Ovide naturalisé courtisan français

Renouard, première page de l'épître dédicatoire à la France, LLP 6= 224.

Dans sa dédicace à la France « Mère des courtoisies, chère Terre, asyle des étrangers affligés » qui précède la réédition améliorée de sa traduction des Métamorphoses, N. Renouard file la métaphore de l’accueil et de la patrie d’élection. Selon lui, Ovide, rejeté par les siens, aurait rencontré en France un accueil plein de « courtoisie ». Le poète latin désire, affirme Renouard, être tout à fait « naturalisé » français et trouve en Henri IV un monarque qu’il pourra enfin sincèrement admirer.

Renouard s’adresse ainsi à la France : « l’air de vos provinces est plus doux, l’humeur de vos peuples plus agréables, et les vertus de notre invincible Henry sont à son jugement plus digne d’un autel que celles de son impiteux Auguste ne furent de l’empire ». Ovide a trouvé son prince !


Ovide amendé

Ailleurs, certaines impertinences trop voyantes sont corrigées : le traducteur rend hommage à son dédicataire royal ou princier, là où, précisément, Ovide s’y refusait. Ainsi dans les premiers vers des Métamorphoses, Ovide écrit :

Mon intention est de parler de formes métamorphosées
En corps nouveaux ; dieux, qui avez pris part à ces transformations,
Inspirez mon entreprise et accompagnez ce poème
Qui, des origines du monde jusqu’à ma naissance, est éternel.

Dans ce passage le poète utilise l’expression « ad mea tempora » en général traduite par « jusqu’à nos jours ». Or, « ad mea tempora » a en vérité un sens plus fort, et peut tout à fait signifier « jusqu’à ma naissance » - ce qui s’entend en latin. Ainsi Ovide, par une formule un peu ambiguë, célèbre-t-il « sa » naissance en un passage où l’on attendrait davantage une marque de déférence vis-à-vis d’Auguste. Il en est sans doute conscient puisque dans une lettre adressée quelques années plus tard depuis l’exil à l’empereur, soucieux cette fois de célébrer sa grandeur, il affirme avoir composé un poème qui allait « ad tua tempora » : « jusqu’à ta naissance », ou « ton époque ».

Certains traducteurs, désireux de célébrer leur propre souverain dans l’incipit des Métamorphoses omettent l’impertinence ovidienne. Ainsi, Andrea dell Anguillara, écrit-il dans sa traduction italienne dédiée à Henri II :

Le forme in noui corpi transformate
Gran desio di cantar m’infiamma il petto,
Da i tempi primi a la felice etate,
Che fu capo a l’imperio Augusto eletto.

▶ **DONNÉES FOURNIES**:
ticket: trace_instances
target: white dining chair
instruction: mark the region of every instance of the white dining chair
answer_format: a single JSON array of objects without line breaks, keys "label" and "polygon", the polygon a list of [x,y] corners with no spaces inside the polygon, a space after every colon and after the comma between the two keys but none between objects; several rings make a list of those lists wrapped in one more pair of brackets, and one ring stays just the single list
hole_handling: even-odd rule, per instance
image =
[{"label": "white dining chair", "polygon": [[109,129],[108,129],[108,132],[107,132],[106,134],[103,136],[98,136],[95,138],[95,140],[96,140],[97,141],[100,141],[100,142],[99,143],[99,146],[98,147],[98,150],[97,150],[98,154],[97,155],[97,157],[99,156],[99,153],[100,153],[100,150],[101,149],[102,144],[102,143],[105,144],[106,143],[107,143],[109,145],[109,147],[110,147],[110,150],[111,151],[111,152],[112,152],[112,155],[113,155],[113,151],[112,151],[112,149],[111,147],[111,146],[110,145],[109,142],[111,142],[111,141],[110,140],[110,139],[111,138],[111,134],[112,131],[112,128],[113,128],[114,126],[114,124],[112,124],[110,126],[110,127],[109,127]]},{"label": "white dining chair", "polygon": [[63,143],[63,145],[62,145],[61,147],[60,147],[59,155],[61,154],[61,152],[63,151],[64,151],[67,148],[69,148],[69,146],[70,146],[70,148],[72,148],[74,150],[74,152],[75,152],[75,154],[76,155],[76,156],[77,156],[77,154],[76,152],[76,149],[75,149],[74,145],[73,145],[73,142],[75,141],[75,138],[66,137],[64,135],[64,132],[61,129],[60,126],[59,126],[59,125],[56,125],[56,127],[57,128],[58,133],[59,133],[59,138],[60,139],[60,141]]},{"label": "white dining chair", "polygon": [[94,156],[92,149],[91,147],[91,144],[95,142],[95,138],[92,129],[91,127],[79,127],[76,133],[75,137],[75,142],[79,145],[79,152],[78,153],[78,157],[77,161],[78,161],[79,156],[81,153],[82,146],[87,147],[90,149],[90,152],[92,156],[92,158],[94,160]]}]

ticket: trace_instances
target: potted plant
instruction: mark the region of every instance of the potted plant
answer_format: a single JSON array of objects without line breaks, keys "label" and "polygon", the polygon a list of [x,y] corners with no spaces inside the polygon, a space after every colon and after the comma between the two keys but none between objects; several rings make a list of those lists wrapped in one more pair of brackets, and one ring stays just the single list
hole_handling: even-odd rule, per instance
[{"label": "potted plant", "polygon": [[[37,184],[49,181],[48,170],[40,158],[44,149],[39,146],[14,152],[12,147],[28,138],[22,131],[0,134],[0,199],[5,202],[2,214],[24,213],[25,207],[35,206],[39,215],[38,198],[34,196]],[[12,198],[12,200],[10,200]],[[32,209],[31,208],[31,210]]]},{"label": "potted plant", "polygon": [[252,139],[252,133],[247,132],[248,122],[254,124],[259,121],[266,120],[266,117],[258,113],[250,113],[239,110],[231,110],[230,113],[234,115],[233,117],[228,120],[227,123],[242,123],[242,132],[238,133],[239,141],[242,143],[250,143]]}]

▶ **TRAVAIL À EFFECTUER**:
A. D'après le passage à lire, à quel souverain Andrea dell Anguillara a-t-il dédié sa traduction italienne ?
B. Recopiez sans aucune modification l'extrait du texte sur les traductions d'Ovide commençant par « Renouard, première page » et se terminant par « trouvé son prince ! ».
C. Rédigez la suite du texte sur les traductions d'Ovide, à partir du point où il s'interrompt.

▶ **RÉPONSES AUX CONSIGNES**:
A. À Henri II.

B.
Renouard, première page de l'épître dédicatoire à la France, LLP 6= 224.

Dans sa dédicace à la France « Mère des courtoisies, chère Terre, asyle des étrangers affligés » qui précède la réédition améliorée de sa traduction des Métamorphoses, N. Renouard file la métaphore de l’accueil et de la patrie d’élection. Selon lui, Ovide, rejeté par les siens, aurait rencontré en France un accueil plein de « courtoisie ». Le poète latin désire, affirme Renouard, être tout à fait « naturalisé » français et trouve en Henri IV un monarque qu’il pourra enfin sincèrement admirer.

Renouard s’adresse ainsi à la France : « l’air de vos provinces est plus doux, l’humeur de vos peuples plus agréables, et les vertus de notre invincible Henry sont à son jugement plus digne d’un autel que celles de son impiteux Auguste ne furent de l’empire ». Ovide a trouvé son prince !

C.
Dei, c’havete non pur quelle cangiate
Ma tolto a voi piu volte il proprio aspetto,
Porgete a tanta impresa tale aita,
C’habbiano I versi miei perpetua vita.

Puis il insère un deuxième couplet, dans lequel il s’adresse à Henri II avant de reprendre le fil de sa traduction.

Giovanni dell’Anguillara, Le metamorfosi di Ovidio, 1571, fol. a recto, RRA 8= 345.
Giovanni dell’Anguillara, Le metamorfosi di Ovidio, 1571, fol. a verso, RRA 8= 345.

Et Thomas Corneille, en 1660 propose, à l’attention de Louis XIV, dans une langue toute classique :

J’entreprens d’expliquer par quelles avantures
Tant de corps autrefois ont changé de figures.
Vous, dont la volonté régla ces changements,
Dieux, prestez à mes vers de pompeux ornements,
Et faites que ma Muse en doux accords féconde
Ayant développé les premiers temps du Monde,
Passe de chant en chant jusqu’à ces heureux jours
Dont le règne d’Auguste éternise le cours.

Les metamorphoses d'Ovide, traduites en vers françois par T. Corneille, Paris, Claude Barbin, 1669, RRA 6= 587, p. 1.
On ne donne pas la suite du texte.